Daftar Tugas:
**A)** Tentukan apakah setiap pernyataan berikut sesuai dengan dokumen tentang psikologi humanistik. Jawab ya atau tidak, lalu kutip dengan tepat kata-kata dokumen yang menentukannya: (i) Maslow menegaskan bahwa penyelidikan dengan hewan tidak relevan untuk memahami tingkah laku manusia; (ii) kekuatan jahat pada manusia adalah bawaan sejak lahir; (iii) kebutuhan yang tersusun bertingkat dirinci ke dalam lima tingkat.
**B)** Tolong ganti "deepest" dengan "most central" pada baris-baris data masukan, mulai dari baris yang memuat "of the dark" sampai baris yang memuat "of the hardwood", kedua baris itu termasuk. Tuliskan kembali hanya baris-baris tersebut tanpa perubahan lain.

Dokumen:
Konsep penting lainnya bagi psikologi humanistik yang diambil dari eksistensialisme adalah konsep kemenjadian (becoming). Menurut konsep ini, manusia tidak pernah diam, tetapi selalu dalam proses untuk menjadi sesuatu yang lain dari sebelumnya.

4.2 AJARAN-AJARAN DASAR PSIKOLOGI HUMANISTIK
1. Individu sebagai keseluruhan yang integral
Salah satu aspek yang fundamental dari psikologi humanistik adalah ajarannya bahwa manusia atau individu harus dipelajari sebagai keseluruhan yang integral, khas dan terorganisasi.
2. Ketidakrelevanan penyelidikan dengan hewan
Para psikologi humanistic mengingatkan tentang adanya perbedaan antara manusia dengan hewan. Maslow menegaskan bahwa penyelidikan manusia dengan hewan tidak relevan bagi upaya memahami tingkah laku manusia karena mengabaikan ciri-ciri yang khas pada manusia.
3. Pembawaan baik manusia
Psikologi humanistik memiliki anggapan bahwa manusia itu pada dasarnya adalah baik. Kekuatan jahat atau merusak yang ada pada manusia itu adalah hasil dari lingkungan yang buruk, bukan merupakan bawaan.
4. Potensi kreatif manusia
Salah satu prinsip dari psikologi humanistic adalah bahwa potesnsi kreatif merupakan potensi umum yang ada pada manusia. Maslow juga menemukan bahwa kebanyakan orang yang kehilangan kreativitasnya menjadikan mereka ”tak berbudaya”
5. Penekanan pada kesehatan psikologis
Psikologi humanistik memandang self-fulfillment sebagai tema yang utama dalam hidup manusia. Suatu tema yang tidak akan ditemukan pada teori lain yang berlandaskan studi atas individu yang mengalami gangguan.

4.3 TEORI KEBUTUHAN BERTINGKAT
Menurut maslow, bagi manusia kepuasan itu bersifat sementara. Jika suatu kebutuhan telah terpuaskan, maka kebutuhan-kebutuhan lain akan menutut pemuasa,. begitu setersunya. Berdasarkan ciri demikian, Maslow mengajukan gagasan bahwa kebutuhan yang ada pada manusia adalah merupakan bawaan dan tersusun menurut tingkatan (bertingkat). Kebutuhan yang tersusun bertingkat itu dirinci kedalam lima tingkat kebutuhan, yaitu :
1. Kebutuhan-kebutuhan dasar fisiologis
2. Kebutuhan akan rasa aman
3. Kebutuhan akan cinta dan memiliki
4. Kebutuhan akan rasa harga diri, dan
5. Kebutuhan akan aktualisasi diri.
Menurur Maslow, ke butuhan yang ada di tingkat dasar pemuasannya lebih mendesak dari pada kebutuhan yang ada di atasnya. Susunan kebutuhan dasar yang bertingkat itu merupakan organisasi yang mendasari manusia. Dengan melihat kebutuhan individu tersebut, kita bisa melihat kualitas perkembangan kepribadian individu tersebut. Semakin individu itu mampu memuaskan kebutuhannya yang tinggi, maka individu itu akan semakin semakin mampu mencapai individualitas, matang dan berjiwa sehat.

Data Masukan:
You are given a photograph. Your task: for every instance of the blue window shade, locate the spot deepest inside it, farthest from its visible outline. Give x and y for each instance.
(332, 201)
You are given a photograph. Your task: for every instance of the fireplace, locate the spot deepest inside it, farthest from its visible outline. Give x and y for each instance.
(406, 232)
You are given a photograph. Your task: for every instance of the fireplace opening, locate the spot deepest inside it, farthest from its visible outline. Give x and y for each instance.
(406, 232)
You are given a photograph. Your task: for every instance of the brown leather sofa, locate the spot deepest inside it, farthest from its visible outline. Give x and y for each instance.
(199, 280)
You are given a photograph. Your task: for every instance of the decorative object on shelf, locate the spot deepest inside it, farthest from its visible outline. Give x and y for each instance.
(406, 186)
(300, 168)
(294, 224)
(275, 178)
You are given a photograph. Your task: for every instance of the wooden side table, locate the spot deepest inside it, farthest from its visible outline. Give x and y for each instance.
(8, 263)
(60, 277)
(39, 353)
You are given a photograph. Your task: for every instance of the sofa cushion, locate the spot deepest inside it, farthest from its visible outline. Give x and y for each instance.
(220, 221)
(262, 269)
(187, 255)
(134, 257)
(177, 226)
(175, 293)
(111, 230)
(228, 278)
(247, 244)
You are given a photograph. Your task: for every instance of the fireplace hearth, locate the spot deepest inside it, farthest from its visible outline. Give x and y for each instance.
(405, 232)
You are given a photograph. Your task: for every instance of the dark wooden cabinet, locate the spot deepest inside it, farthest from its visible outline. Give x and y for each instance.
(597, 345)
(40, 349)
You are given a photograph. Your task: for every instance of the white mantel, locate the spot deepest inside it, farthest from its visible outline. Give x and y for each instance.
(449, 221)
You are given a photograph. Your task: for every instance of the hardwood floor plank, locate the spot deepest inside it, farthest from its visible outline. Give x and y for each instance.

==

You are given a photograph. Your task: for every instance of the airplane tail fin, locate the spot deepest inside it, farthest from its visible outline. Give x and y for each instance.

* * *

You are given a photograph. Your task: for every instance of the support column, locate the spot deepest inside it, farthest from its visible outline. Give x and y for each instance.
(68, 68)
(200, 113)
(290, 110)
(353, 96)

Kumpulan Jawaban:
**A)**
(i) Ya: "Maslow menegaskan bahwa penyelidikan manusia dengan hewan tidak relevan bagi upaya memahami tingkah laku manusia"
(ii) Tidak: "Kekuatan jahat atau merusak yang ada pada manusia itu adalah hasil dari lingkungan yang buruk, bukan merupakan bawaan."
(iii) Ya: "Kebutuhan yang tersusun bertingkat itu dirinci kedalam lima tingkat kebutuhan"

**B)**
You are given a photograph. Your task: for every instance of the dark wooden cabinet, locate the spot most central inside it, farthest from its visible outline. Give x and y for each instance.
(597, 345)
(40, 349)
You are given a photograph. Your task: for every instance of the white mantel, locate the spot most central inside it, farthest from its visible outline. Give x and y for each instance.
(449, 221)
You are given a photograph. Your task: for every instance of the hardwood floor plank, locate the spot most central inside it, farthest from its visible outline. Give x and y for each instance.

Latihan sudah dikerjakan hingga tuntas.